Je le répète, le Roitelet est un double du narrateur. Du fond de sa noirceur, il éclaire brillamment le travail d’écrivain de son grand frère. Il est son image inversée si l’on peut dire. Plusieurs passages le confirment, celui-ci par exemple. Dans un passage, le narrateur commente le travail méticuleux qu’accomplit le Roitelet dans un centre d’horticulture. Il constate que son frère s’applique à remplir scrupuleusement ses tâches. Il écrit : « Venant de lui, ce souci du détail et cette conduite structurée m’étonnent toujours. Comme si vivait en lui un autre homme luttant contre le chaos, s’efforçant de donner à sa vie un aspect plus défini, presque géométrique. Ce que je trouve intéressant, c’est que l’exact opposé se produit en moi-même : sans cesse, une volonté que je crois indépendante de moi cherche (et parvient) à perturber mon esprit peut-être trop systématique. »

* * * * * * * * *

Répondez à ces questions sur le texte consacré au Roitelet :
(a) De qui le Roitelet est-il un double ?
(b) Où le Roitelet accomplit-il un travail méticuleux ?
(c) Qu'est-ce qui cherche à perturber l'esprit du narrateur ?
Les entrées sont sans rapport avec le texte.

* * * * * * * * *

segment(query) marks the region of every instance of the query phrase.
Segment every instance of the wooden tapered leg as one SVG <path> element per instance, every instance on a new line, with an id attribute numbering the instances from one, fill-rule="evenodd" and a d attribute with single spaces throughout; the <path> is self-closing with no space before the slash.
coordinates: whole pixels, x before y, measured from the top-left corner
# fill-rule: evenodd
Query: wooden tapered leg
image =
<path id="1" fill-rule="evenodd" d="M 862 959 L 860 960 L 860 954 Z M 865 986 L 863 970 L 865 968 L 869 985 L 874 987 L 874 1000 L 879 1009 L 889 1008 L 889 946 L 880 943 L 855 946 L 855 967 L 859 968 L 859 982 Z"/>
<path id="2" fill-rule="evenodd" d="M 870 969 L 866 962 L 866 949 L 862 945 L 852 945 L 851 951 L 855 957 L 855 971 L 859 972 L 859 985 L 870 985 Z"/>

* * * * * * * * *

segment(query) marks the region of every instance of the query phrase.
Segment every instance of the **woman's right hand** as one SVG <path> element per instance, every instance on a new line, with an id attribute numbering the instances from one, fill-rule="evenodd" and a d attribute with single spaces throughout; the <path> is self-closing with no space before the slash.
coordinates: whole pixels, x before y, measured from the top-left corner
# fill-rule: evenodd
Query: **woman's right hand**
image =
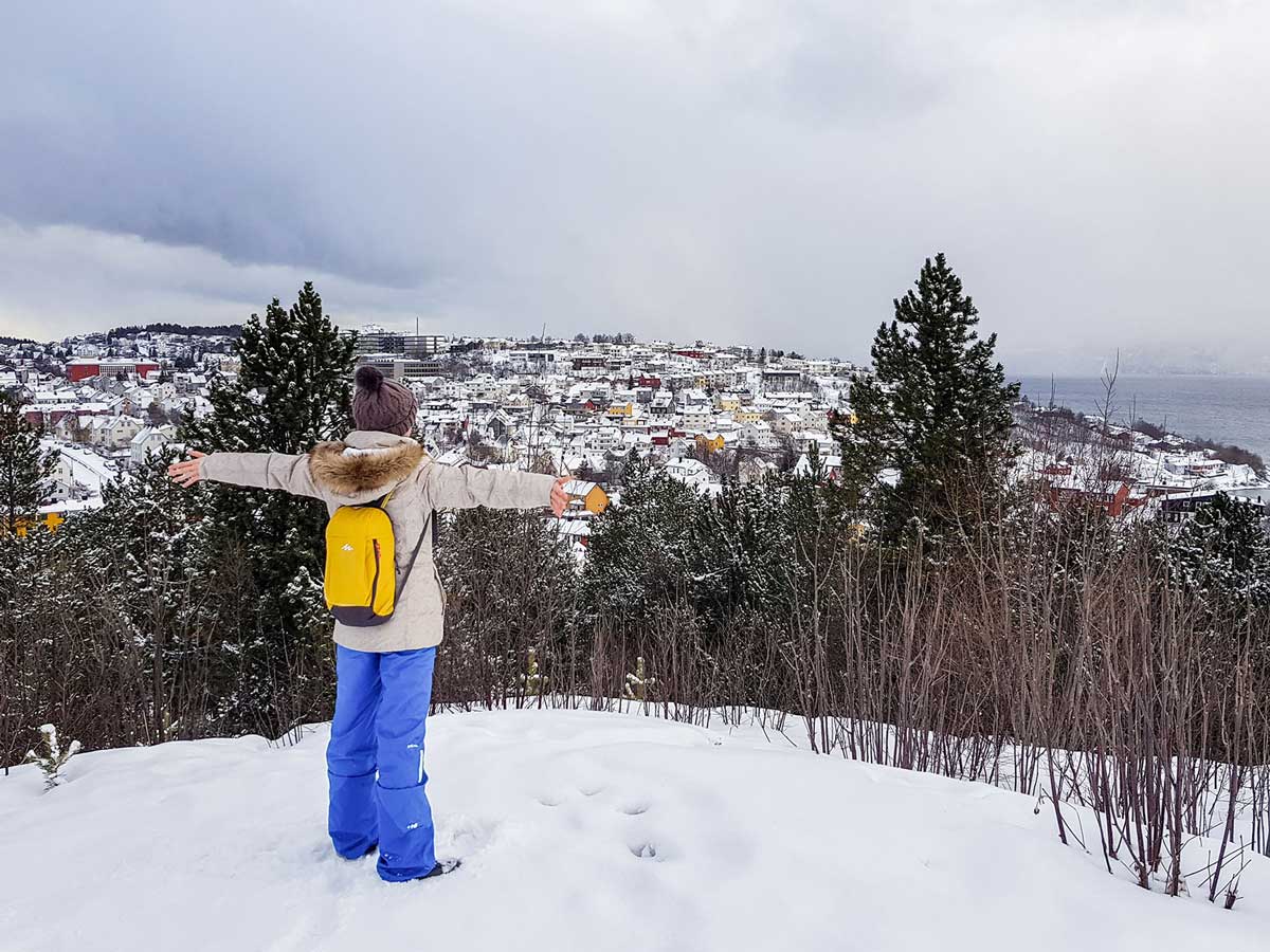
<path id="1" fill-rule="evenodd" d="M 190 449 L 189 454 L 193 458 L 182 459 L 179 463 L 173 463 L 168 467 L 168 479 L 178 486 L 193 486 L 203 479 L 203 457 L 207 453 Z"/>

* * * * * * * * *

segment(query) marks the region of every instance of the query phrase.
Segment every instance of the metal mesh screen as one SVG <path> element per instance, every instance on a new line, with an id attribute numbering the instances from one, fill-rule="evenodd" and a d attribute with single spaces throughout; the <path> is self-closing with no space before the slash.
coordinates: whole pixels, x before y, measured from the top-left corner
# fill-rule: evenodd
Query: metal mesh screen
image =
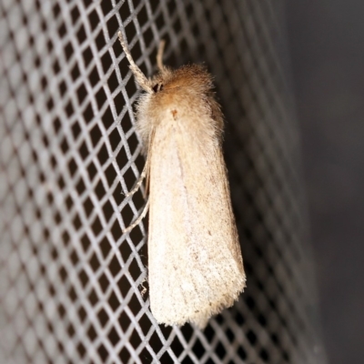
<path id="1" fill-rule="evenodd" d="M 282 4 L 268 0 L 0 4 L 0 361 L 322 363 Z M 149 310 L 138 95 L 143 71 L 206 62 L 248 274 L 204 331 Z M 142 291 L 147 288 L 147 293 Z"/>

* * * * * * * * *

Réponse rédigée.
(a) Du narrateur.
(b) Dans un centre d'horticulture.
(c) Une volonté que le narrateur croit indépendante de lui.